* **Provided material**:
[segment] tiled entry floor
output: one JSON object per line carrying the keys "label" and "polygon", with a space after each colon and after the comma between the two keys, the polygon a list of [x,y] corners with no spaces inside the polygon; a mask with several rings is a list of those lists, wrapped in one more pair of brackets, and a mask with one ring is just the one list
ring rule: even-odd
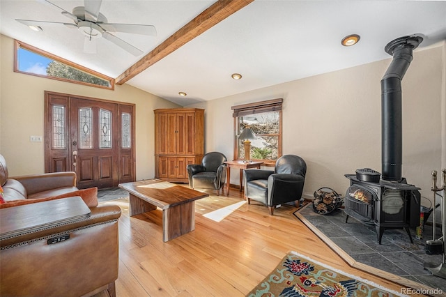
{"label": "tiled entry floor", "polygon": [[[424,252],[426,241],[432,238],[431,226],[425,226],[421,240],[415,238],[415,230],[410,230],[413,244],[405,230],[386,229],[379,245],[374,225],[362,224],[351,217],[346,224],[346,216],[341,209],[322,215],[313,211],[310,203],[298,212],[355,261],[441,289],[446,294],[446,280],[423,268],[424,262],[440,264],[443,261],[443,255],[428,255]],[[436,232],[438,238],[441,230],[437,228]]]}

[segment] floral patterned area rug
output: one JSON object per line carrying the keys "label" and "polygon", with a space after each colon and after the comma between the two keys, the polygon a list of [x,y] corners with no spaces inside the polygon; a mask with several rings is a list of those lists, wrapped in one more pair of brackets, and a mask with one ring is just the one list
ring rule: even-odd
{"label": "floral patterned area rug", "polygon": [[247,296],[404,296],[295,252],[287,254]]}

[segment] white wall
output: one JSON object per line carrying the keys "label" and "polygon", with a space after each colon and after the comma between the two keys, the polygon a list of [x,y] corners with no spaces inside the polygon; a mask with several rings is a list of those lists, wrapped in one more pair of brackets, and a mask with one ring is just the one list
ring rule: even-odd
{"label": "white wall", "polygon": [[153,109],[177,105],[125,84],[111,91],[15,73],[13,40],[0,38],[0,153],[10,176],[45,171],[43,142],[29,137],[44,135],[44,91],[50,91],[135,104],[137,179],[154,177]]}
{"label": "white wall", "polygon": [[[431,196],[431,172],[446,167],[445,47],[416,50],[402,82],[403,176],[424,197]],[[344,174],[363,167],[381,172],[380,82],[391,60],[191,105],[206,110],[206,151],[232,160],[231,107],[283,98],[283,153],[305,160],[304,195],[323,186],[344,194],[349,185]],[[238,170],[231,172],[231,183],[238,178]]]}

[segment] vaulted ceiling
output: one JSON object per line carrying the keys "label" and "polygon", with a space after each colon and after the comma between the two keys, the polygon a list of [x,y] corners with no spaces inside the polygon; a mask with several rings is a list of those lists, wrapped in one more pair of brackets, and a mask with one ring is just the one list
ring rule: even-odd
{"label": "vaulted ceiling", "polygon": [[[446,40],[444,1],[87,1],[109,23],[157,35],[112,33],[139,56],[103,38],[87,54],[77,29],[15,20],[72,24],[62,13],[85,6],[74,0],[0,0],[0,33],[183,106],[388,59],[384,47],[399,37],[421,35],[417,50]],[[342,46],[352,33],[359,43]]]}

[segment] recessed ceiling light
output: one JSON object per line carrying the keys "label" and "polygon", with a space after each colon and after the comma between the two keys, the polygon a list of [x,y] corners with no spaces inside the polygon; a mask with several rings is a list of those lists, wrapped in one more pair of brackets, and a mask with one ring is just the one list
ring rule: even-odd
{"label": "recessed ceiling light", "polygon": [[42,27],[40,27],[40,26],[38,26],[29,25],[29,26],[28,26],[29,27],[29,29],[31,29],[31,30],[33,30],[33,31],[43,31],[43,30],[42,29]]}
{"label": "recessed ceiling light", "polygon": [[351,34],[342,38],[341,43],[344,47],[350,47],[357,43],[360,40],[360,36],[357,34]]}
{"label": "recessed ceiling light", "polygon": [[232,75],[231,75],[231,77],[233,78],[234,79],[240,79],[242,78],[242,75],[239,73],[233,73]]}

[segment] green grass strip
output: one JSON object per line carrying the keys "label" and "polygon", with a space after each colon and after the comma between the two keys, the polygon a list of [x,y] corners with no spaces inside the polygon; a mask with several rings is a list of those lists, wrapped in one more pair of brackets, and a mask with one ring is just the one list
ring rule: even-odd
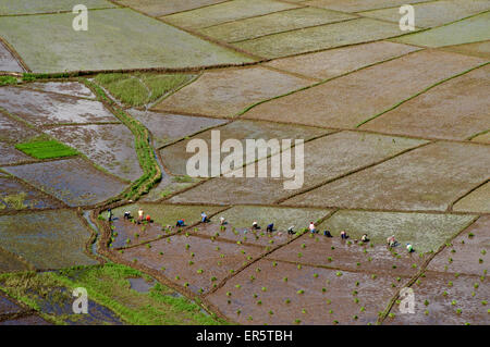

* **Task instructions**:
Recast the lines of the records as a JSON list of strings, one string per line and blank lines omitted, starting at the line that contains "[segment] green grass strip" and ending at the end of the records. Leave the pictures out of the answer.

* **Output**:
[
  "[segment] green grass strip",
  "output: one JSON object per line carrying the keys \"label\" and \"polygon\", with a space after each colon and after the comma between the two keys, the polygon a list of [x,y] corners with no spaces inside the polygon; a mask with several rings is a list of those lists, wrapped in one more pair of brackets, and a mask with one ring is just the one list",
  "ring rule: even-odd"
]